**EXERCISE GOAL**
Render the lines of the data below as a numbered list, starting with the line containing "Annotation spec — this batch focuses on the class railing" and going on through the line containing "130 159 134 180", both included. Skip blank lines and leave the pictures out.
[start]
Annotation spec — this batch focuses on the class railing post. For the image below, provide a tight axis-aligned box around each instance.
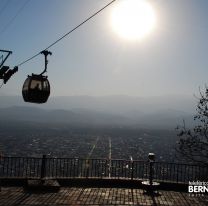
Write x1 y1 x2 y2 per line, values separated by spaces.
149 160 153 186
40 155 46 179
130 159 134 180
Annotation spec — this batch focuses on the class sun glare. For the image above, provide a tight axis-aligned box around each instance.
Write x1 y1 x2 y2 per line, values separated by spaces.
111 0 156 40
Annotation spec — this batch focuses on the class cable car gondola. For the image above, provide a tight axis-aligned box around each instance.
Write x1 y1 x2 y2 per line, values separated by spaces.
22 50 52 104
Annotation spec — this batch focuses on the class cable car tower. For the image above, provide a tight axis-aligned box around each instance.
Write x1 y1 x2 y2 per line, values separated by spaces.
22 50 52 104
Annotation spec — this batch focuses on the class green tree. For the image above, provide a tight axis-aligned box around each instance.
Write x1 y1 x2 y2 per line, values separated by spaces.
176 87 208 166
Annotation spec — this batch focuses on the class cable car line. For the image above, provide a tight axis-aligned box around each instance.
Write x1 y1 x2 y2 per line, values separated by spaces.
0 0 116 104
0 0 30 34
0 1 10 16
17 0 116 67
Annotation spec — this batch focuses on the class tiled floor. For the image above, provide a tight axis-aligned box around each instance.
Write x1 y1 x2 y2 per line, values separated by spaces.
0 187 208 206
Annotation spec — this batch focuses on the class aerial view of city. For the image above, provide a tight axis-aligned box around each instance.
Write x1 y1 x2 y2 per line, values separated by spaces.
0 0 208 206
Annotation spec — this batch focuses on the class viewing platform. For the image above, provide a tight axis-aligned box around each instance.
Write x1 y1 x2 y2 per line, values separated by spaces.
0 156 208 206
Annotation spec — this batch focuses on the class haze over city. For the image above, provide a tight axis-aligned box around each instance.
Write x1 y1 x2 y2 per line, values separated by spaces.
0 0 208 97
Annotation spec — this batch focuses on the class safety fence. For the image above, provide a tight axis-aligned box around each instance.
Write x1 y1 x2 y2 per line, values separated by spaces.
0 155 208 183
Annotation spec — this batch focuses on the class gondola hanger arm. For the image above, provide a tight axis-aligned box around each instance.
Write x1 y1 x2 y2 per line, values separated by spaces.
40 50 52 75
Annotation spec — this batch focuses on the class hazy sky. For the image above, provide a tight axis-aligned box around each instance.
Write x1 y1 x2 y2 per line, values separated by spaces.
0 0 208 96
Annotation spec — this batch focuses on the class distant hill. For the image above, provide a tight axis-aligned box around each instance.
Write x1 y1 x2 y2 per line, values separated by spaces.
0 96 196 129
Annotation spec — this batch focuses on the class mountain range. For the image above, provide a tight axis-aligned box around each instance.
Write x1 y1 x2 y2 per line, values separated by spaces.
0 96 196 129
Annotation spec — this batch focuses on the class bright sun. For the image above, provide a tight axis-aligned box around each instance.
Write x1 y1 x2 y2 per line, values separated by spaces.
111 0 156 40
[end]
[start]
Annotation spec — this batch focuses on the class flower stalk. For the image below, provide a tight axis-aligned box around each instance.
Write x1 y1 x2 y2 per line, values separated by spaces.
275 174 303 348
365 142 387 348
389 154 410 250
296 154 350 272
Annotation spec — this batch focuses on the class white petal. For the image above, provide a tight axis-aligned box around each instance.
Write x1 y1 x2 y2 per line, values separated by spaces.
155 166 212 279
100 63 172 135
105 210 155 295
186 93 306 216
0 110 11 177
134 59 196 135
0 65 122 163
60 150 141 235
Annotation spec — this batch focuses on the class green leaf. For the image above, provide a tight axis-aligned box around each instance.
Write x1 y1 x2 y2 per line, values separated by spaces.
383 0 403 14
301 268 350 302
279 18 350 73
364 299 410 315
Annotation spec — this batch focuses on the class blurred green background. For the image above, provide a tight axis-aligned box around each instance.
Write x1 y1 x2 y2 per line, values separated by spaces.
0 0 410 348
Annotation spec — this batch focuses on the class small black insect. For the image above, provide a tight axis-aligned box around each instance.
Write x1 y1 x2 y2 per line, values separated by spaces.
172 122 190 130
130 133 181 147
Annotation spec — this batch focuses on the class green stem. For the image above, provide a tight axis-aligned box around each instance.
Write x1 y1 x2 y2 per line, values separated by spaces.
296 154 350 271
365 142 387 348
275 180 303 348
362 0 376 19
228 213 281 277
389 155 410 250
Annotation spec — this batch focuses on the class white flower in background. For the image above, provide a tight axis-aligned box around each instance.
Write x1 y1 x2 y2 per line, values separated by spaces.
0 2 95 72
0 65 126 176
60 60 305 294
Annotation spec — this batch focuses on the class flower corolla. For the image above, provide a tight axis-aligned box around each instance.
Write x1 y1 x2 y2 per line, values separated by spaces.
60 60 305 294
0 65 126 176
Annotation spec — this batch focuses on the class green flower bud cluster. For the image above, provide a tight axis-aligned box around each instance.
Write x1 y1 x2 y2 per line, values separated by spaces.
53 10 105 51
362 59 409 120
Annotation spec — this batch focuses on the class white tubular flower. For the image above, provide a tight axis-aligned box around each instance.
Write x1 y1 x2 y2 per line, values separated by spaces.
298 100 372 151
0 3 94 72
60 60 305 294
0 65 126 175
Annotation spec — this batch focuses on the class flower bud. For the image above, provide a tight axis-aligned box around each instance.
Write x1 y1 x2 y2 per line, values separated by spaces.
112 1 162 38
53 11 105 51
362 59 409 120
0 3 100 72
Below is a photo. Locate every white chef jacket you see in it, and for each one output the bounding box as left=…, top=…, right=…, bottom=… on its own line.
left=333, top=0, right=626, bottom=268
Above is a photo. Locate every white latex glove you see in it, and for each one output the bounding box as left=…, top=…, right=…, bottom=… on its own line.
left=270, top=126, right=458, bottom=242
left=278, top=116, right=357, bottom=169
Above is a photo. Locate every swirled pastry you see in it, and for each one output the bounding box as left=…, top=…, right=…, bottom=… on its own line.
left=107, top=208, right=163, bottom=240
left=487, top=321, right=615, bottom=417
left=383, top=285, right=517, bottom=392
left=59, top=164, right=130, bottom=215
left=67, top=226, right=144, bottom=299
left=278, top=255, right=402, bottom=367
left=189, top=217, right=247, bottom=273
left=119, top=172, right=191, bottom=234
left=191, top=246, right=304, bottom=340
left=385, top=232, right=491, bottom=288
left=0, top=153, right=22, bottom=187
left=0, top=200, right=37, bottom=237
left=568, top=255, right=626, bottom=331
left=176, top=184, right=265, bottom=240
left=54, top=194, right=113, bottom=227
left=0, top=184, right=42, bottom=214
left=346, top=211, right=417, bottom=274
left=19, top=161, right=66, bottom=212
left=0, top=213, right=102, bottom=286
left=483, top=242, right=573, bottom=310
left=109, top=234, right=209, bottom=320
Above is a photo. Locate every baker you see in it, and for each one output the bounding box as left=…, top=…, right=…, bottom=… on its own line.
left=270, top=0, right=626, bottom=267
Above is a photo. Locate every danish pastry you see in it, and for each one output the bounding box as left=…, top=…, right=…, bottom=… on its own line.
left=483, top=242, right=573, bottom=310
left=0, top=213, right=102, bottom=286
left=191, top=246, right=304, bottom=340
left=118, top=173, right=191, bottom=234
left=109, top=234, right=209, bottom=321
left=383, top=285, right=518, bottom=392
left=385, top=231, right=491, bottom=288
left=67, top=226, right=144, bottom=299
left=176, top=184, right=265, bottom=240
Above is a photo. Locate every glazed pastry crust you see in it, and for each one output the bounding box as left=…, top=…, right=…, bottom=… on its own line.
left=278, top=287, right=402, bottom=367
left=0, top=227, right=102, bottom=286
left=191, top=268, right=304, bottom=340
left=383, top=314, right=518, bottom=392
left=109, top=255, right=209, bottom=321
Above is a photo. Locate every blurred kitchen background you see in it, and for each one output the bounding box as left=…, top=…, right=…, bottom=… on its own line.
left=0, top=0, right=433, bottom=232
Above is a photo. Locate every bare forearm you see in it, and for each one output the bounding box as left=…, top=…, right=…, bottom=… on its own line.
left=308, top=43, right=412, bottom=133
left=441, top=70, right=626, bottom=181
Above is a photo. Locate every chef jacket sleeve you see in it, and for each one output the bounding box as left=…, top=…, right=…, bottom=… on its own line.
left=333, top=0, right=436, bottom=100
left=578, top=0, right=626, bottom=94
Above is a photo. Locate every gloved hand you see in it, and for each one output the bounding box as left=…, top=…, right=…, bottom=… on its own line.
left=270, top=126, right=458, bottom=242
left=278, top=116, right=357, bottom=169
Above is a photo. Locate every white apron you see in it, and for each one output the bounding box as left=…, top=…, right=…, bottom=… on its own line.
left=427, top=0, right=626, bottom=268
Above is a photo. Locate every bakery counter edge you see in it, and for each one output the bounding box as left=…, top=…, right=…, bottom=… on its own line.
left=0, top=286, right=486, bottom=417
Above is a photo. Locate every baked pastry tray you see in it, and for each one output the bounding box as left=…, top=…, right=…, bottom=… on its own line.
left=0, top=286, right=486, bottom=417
[end]
[start]
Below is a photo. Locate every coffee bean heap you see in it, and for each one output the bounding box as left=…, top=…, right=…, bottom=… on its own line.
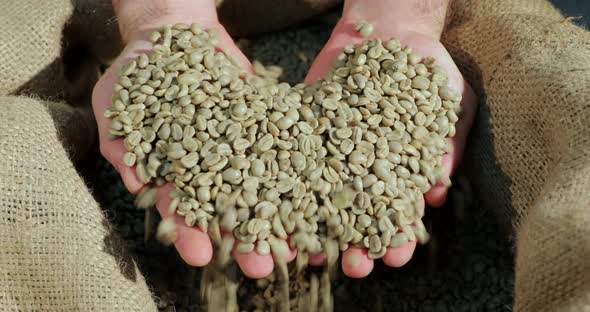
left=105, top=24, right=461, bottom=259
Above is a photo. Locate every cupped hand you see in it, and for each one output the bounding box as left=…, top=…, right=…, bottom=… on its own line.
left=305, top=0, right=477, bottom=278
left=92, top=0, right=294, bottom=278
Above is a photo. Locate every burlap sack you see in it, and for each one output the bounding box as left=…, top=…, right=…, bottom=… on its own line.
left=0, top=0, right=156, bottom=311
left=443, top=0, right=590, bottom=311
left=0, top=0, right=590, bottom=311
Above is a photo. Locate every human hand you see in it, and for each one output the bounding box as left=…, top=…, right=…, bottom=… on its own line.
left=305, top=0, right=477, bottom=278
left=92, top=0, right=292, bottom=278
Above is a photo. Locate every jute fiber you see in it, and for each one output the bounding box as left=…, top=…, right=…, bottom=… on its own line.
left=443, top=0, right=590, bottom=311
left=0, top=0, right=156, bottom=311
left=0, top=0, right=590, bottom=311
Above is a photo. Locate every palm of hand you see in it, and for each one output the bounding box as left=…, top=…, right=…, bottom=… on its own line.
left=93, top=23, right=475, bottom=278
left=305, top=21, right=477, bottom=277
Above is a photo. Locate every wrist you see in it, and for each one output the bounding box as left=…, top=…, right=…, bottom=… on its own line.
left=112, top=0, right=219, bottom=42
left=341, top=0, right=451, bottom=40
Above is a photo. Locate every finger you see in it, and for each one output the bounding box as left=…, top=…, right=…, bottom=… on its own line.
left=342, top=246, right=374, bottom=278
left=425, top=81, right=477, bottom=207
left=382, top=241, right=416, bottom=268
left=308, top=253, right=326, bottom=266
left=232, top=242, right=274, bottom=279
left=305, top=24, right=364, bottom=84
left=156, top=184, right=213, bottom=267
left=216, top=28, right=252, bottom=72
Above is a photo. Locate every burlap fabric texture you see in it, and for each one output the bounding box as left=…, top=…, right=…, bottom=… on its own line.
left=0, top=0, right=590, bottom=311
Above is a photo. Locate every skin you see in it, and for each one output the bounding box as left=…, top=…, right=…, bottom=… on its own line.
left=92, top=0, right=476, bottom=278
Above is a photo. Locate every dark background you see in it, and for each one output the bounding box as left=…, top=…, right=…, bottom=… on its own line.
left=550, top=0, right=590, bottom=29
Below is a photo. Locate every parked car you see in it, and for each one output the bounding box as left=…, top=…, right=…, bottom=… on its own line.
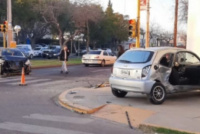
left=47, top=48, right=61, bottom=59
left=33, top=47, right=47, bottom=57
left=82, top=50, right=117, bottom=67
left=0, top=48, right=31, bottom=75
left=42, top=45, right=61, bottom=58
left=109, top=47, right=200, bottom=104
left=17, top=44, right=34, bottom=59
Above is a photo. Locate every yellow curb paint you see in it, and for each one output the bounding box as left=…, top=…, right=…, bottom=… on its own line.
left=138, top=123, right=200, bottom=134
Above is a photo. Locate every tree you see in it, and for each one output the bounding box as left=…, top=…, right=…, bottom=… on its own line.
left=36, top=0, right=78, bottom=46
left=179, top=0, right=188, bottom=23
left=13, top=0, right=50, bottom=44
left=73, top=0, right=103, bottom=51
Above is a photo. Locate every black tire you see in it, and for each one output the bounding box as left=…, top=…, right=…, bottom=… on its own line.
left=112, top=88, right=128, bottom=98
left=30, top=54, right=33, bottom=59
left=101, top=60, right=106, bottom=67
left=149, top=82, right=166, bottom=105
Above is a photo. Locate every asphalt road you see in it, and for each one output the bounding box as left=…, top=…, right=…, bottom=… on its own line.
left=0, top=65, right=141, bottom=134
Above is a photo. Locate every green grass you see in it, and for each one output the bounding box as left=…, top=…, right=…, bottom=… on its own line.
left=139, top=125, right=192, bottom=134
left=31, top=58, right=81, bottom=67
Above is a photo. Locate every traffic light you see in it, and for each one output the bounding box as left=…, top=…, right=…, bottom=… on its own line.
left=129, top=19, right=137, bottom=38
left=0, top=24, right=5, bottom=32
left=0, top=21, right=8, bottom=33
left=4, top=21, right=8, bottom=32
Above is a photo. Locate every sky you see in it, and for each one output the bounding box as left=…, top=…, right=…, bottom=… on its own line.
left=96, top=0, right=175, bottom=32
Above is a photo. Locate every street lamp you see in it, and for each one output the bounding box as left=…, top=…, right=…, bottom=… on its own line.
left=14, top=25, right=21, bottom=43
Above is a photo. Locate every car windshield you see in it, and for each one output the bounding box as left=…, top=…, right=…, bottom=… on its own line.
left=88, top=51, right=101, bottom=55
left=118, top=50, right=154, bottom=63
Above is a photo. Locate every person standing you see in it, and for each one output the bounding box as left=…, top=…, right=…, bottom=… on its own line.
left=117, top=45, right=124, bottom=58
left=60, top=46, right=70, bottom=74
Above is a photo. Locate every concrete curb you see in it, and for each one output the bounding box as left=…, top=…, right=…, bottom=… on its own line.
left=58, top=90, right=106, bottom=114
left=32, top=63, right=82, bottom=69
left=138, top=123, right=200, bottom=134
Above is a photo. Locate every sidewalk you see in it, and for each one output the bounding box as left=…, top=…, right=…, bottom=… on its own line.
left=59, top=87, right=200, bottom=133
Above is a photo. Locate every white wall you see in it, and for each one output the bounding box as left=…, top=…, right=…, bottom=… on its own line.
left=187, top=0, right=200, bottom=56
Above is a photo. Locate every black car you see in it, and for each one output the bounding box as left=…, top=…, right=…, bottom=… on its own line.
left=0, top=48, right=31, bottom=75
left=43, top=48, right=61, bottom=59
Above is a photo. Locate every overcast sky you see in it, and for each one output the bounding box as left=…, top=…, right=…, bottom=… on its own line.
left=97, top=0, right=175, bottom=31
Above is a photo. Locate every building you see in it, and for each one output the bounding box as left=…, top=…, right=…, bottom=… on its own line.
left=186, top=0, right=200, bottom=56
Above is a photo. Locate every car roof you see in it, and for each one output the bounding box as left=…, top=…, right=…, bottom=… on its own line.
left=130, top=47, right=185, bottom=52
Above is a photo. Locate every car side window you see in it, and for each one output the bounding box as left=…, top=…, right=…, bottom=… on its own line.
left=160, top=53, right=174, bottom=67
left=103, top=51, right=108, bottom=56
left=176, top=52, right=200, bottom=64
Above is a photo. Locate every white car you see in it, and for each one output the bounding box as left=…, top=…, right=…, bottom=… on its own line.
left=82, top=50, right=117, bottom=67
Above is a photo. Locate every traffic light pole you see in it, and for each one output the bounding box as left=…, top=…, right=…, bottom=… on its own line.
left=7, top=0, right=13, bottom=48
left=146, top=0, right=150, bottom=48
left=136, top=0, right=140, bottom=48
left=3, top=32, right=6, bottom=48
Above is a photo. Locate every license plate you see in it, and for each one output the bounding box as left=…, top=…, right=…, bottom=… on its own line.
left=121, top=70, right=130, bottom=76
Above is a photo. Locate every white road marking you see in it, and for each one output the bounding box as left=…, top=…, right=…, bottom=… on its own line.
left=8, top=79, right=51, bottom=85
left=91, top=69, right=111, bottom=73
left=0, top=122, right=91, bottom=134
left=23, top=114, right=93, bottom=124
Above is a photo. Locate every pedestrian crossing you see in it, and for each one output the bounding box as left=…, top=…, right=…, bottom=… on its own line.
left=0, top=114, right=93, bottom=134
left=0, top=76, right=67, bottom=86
[end]
**SOLUTION TO THE EXERCISE**
1. Annotation spec — this batch focuses on the class railing post. For the image below, provide a tight axis-aligned box around each instance.
2. Write x1 y1 x2 y2 per line, values separated by spaces.
3. 149 160 153 186
4. 40 155 46 179
5. 130 159 134 180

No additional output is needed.